%%

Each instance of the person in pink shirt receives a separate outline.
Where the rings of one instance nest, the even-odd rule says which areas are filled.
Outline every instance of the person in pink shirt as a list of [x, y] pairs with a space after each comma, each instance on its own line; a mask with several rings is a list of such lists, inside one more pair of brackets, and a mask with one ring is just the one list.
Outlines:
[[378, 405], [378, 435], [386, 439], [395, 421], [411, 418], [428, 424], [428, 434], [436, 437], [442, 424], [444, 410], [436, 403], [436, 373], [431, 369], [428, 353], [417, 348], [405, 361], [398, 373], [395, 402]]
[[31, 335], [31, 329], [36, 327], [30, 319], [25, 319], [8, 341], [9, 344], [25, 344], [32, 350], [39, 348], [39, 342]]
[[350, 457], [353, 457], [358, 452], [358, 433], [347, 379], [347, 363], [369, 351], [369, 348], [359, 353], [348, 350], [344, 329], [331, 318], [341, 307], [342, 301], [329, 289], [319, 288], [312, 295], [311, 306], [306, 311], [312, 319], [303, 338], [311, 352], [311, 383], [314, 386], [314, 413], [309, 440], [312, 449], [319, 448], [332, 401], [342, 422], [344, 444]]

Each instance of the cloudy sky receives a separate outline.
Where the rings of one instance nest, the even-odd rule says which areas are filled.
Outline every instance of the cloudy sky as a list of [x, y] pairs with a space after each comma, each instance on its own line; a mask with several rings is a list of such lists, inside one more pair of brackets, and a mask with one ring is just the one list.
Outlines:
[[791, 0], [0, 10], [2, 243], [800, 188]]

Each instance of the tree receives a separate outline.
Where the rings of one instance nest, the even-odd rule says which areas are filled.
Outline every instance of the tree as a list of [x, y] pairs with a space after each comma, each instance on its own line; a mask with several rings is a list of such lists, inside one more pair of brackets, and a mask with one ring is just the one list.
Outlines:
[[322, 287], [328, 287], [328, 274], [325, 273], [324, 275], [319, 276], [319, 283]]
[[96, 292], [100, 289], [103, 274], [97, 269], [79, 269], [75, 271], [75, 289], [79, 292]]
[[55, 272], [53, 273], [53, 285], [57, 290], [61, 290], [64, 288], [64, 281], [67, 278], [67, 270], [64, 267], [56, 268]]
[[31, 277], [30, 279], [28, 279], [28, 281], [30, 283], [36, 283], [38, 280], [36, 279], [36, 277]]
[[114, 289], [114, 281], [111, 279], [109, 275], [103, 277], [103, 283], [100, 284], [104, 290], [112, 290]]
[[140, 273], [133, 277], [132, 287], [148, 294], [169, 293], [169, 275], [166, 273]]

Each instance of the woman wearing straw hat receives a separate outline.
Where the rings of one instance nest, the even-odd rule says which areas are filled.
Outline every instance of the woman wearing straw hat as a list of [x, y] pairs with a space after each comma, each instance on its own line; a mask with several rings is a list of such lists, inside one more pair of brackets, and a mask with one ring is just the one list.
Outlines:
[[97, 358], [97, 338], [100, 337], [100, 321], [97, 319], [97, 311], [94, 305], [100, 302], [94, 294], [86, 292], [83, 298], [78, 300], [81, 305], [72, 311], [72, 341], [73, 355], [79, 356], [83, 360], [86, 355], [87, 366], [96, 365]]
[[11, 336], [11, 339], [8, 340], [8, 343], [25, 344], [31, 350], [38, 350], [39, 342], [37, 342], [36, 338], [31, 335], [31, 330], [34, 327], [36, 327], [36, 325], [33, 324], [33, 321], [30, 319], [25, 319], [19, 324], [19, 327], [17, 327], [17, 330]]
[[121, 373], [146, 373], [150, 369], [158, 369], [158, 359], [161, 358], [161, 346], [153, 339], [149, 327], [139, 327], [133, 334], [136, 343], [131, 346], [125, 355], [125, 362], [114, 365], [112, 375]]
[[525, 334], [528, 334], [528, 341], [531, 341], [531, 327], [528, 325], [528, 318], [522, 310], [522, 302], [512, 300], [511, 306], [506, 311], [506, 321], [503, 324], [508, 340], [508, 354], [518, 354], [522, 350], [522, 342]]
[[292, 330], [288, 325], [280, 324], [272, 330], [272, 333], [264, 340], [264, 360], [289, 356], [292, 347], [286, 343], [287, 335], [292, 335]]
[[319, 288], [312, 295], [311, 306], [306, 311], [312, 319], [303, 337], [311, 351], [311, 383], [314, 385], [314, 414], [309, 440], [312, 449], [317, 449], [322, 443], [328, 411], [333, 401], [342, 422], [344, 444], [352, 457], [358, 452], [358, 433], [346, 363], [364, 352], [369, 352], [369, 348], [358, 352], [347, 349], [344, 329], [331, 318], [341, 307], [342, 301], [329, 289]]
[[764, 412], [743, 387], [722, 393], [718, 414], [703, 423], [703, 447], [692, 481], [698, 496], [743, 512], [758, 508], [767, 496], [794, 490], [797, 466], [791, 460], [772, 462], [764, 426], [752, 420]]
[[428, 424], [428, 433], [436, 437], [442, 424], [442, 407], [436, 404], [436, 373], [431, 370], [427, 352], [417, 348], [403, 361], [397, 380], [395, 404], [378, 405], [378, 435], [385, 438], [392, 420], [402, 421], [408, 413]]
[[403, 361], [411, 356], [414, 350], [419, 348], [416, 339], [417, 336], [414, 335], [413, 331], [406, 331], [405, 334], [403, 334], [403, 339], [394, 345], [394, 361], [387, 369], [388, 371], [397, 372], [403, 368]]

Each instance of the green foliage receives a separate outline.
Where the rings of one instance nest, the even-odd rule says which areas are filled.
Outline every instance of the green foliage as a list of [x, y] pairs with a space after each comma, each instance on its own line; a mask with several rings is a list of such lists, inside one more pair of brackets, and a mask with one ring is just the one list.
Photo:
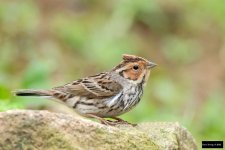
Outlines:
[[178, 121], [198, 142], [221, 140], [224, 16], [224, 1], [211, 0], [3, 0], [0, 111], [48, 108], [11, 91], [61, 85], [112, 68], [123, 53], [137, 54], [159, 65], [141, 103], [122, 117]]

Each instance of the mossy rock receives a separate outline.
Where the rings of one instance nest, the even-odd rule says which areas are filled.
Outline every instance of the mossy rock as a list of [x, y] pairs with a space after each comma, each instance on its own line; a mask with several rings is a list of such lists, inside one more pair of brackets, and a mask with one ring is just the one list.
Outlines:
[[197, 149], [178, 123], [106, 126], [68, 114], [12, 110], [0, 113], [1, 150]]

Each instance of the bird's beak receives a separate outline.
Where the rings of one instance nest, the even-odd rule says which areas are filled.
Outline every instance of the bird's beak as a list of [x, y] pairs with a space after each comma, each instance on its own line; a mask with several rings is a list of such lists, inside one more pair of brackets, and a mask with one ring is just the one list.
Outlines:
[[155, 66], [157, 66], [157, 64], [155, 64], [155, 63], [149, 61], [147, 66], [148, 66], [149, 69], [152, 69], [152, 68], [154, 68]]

%%

= ASSIGNED TASK =
Verbatim repetition of the entries is required, excluding any pictures.

= RESPONSE FOR THIS EXERCISE =
Each instance of the person in pink shirt receives a separate outline.
Where the rings of one instance nest, the even-odd rule says which areas are filled.
Outline every instance of the person in pink shirt as a list of [x, y] pairs with a space after each comma, each instance on its own line; a mask with several rings is a list of such lists, inside one more pair of brackets, and a mask with one ring is just the one list.
Outlines:
[[378, 405], [378, 435], [386, 439], [395, 421], [411, 418], [428, 424], [428, 434], [436, 437], [442, 424], [444, 410], [436, 403], [436, 373], [431, 369], [428, 353], [417, 348], [405, 361], [398, 373], [395, 402]]
[[31, 335], [31, 329], [36, 327], [30, 319], [25, 319], [8, 341], [9, 344], [25, 344], [32, 350], [39, 348], [39, 342]]
[[350, 457], [353, 457], [358, 452], [358, 433], [347, 379], [347, 363], [369, 351], [369, 348], [359, 353], [348, 350], [344, 329], [331, 318], [341, 307], [342, 301], [329, 289], [319, 288], [312, 295], [311, 306], [306, 311], [312, 319], [303, 338], [311, 352], [311, 383], [314, 386], [314, 413], [309, 440], [312, 449], [319, 448], [332, 401], [342, 422], [344, 444]]

Each instance of the cloudy sky receives a separate outline.
Where the rings of one instance nest, the even-odd rule says which areas are filled.
Outline every instance of the cloudy sky as a list of [x, y] pairs with a space after each comma, each instance on its own line; a mask with several rings is a list of such lists, inside one more pair of brackets, and a mask with one ring is just the one list.
Outlines:
[[791, 0], [0, 10], [2, 243], [800, 188]]

Each instance of the tree receives a separate outline.
Where the rings of one instance nest, the even-odd rule says which areas are filled.
Outline every instance of the tree as a list of [x, y] pairs with a space after each comma, each instance on its own line; a mask with several rings is a list of such lists, inside one more pair of brackets, and a mask with one ring is just the one list.
Outlines:
[[322, 287], [328, 287], [328, 274], [325, 273], [324, 275], [319, 276], [319, 283]]
[[96, 292], [100, 289], [103, 274], [97, 269], [79, 269], [75, 271], [75, 289], [79, 292]]
[[55, 272], [53, 273], [53, 285], [57, 290], [61, 290], [64, 288], [64, 281], [67, 278], [67, 270], [64, 267], [56, 268]]
[[31, 277], [30, 279], [28, 279], [28, 281], [30, 283], [36, 283], [38, 280], [36, 279], [36, 277]]
[[114, 289], [114, 281], [111, 279], [109, 275], [103, 277], [103, 283], [100, 284], [104, 290], [112, 290]]
[[140, 273], [133, 277], [132, 287], [148, 294], [169, 293], [169, 275], [166, 273]]

Each instance of the woman wearing straw hat receives a separate outline.
Where the rings of one instance nest, the even-odd rule says which areas are filled.
Outline every instance of the woman wearing straw hat as a list of [x, y] pairs with a space after each comma, each instance on its own line; a mask with several rings is a list of such lists, inside one more pair of brackets, and a mask with one ring is just the one list.
Outlines:
[[97, 358], [97, 338], [100, 337], [100, 321], [97, 319], [97, 311], [94, 305], [100, 302], [94, 294], [86, 292], [83, 298], [78, 300], [81, 305], [72, 311], [72, 341], [73, 355], [79, 356], [83, 360], [86, 355], [87, 366], [96, 365]]
[[11, 336], [11, 339], [8, 340], [8, 343], [25, 344], [31, 350], [38, 350], [39, 342], [37, 342], [36, 338], [31, 335], [31, 330], [34, 327], [36, 327], [36, 325], [33, 324], [33, 321], [30, 319], [25, 319], [19, 324], [19, 327], [17, 327], [17, 330]]
[[121, 373], [146, 373], [150, 369], [158, 369], [158, 359], [161, 358], [161, 346], [153, 339], [149, 327], [139, 327], [133, 334], [136, 343], [131, 346], [125, 355], [125, 362], [114, 365], [112, 375]]
[[525, 334], [528, 334], [528, 341], [531, 341], [531, 327], [528, 325], [528, 318], [522, 310], [522, 302], [512, 300], [511, 306], [506, 311], [506, 321], [503, 324], [508, 340], [508, 354], [518, 354], [522, 350], [522, 342]]
[[292, 330], [288, 325], [280, 324], [272, 330], [272, 333], [264, 340], [264, 360], [289, 356], [292, 347], [286, 343], [287, 335], [292, 335]]
[[319, 288], [312, 295], [311, 306], [306, 311], [312, 319], [303, 337], [311, 351], [311, 383], [314, 385], [314, 414], [309, 440], [312, 449], [317, 449], [322, 443], [328, 411], [333, 401], [342, 422], [344, 444], [352, 457], [358, 452], [358, 433], [346, 363], [364, 352], [369, 352], [369, 348], [358, 352], [347, 349], [344, 329], [331, 318], [341, 307], [342, 301], [329, 289]]
[[764, 412], [743, 387], [722, 393], [718, 414], [703, 423], [703, 447], [692, 481], [698, 496], [743, 512], [758, 508], [767, 496], [794, 490], [797, 466], [791, 460], [772, 462], [764, 426], [752, 420]]
[[428, 424], [428, 433], [436, 437], [442, 424], [442, 407], [436, 404], [436, 373], [431, 370], [427, 352], [417, 348], [403, 361], [397, 380], [395, 404], [378, 405], [378, 435], [385, 438], [392, 420], [402, 421], [408, 413]]
[[403, 361], [411, 356], [414, 350], [419, 348], [416, 339], [417, 336], [414, 335], [413, 331], [406, 331], [405, 334], [403, 334], [403, 339], [394, 345], [394, 361], [387, 369], [388, 371], [397, 372], [403, 368]]

Each instance of the green foliage receives a separate outline.
Where the rings of one instance nest, the even-odd rule says which areas are filled.
Outline every instance of the green foliage as a list of [x, y] pairs with a space after each comma, each instance on its own line; a mask with several rings is a list of such lists, inside one more pair of brackets, and a mask with one ring is just the one list.
Photo:
Outlines:
[[178, 121], [198, 142], [221, 140], [224, 16], [224, 1], [211, 0], [3, 0], [0, 111], [48, 108], [11, 91], [61, 85], [112, 68], [123, 53], [137, 54], [159, 65], [141, 103], [122, 117]]

Each instance of the mossy rock receives a separate outline.
Where the rings of one instance nest, the even-odd rule says which areas are filled.
Outline every instance of the mossy rock as a list of [x, y] pairs with a space after each comma, each instance on its own line; a mask with several rings is a list of such lists, inside one more pair of brackets, and a mask with one ring is just the one list.
Outlines:
[[197, 149], [178, 123], [106, 126], [68, 114], [12, 110], [0, 113], [1, 150]]

Each instance of the bird's beak receives a separate outline.
Where the rings of one instance nest, the even-odd rule says which areas are filled.
Outline every instance of the bird's beak as a list of [x, y] pairs with a space after each comma, each instance on its own line; a mask with several rings is a list of such lists, inside one more pair of brackets, and a mask with one ring is just the one list.
Outlines:
[[155, 66], [157, 66], [157, 64], [155, 64], [155, 63], [149, 61], [147, 66], [148, 66], [149, 69], [152, 69], [152, 68], [154, 68]]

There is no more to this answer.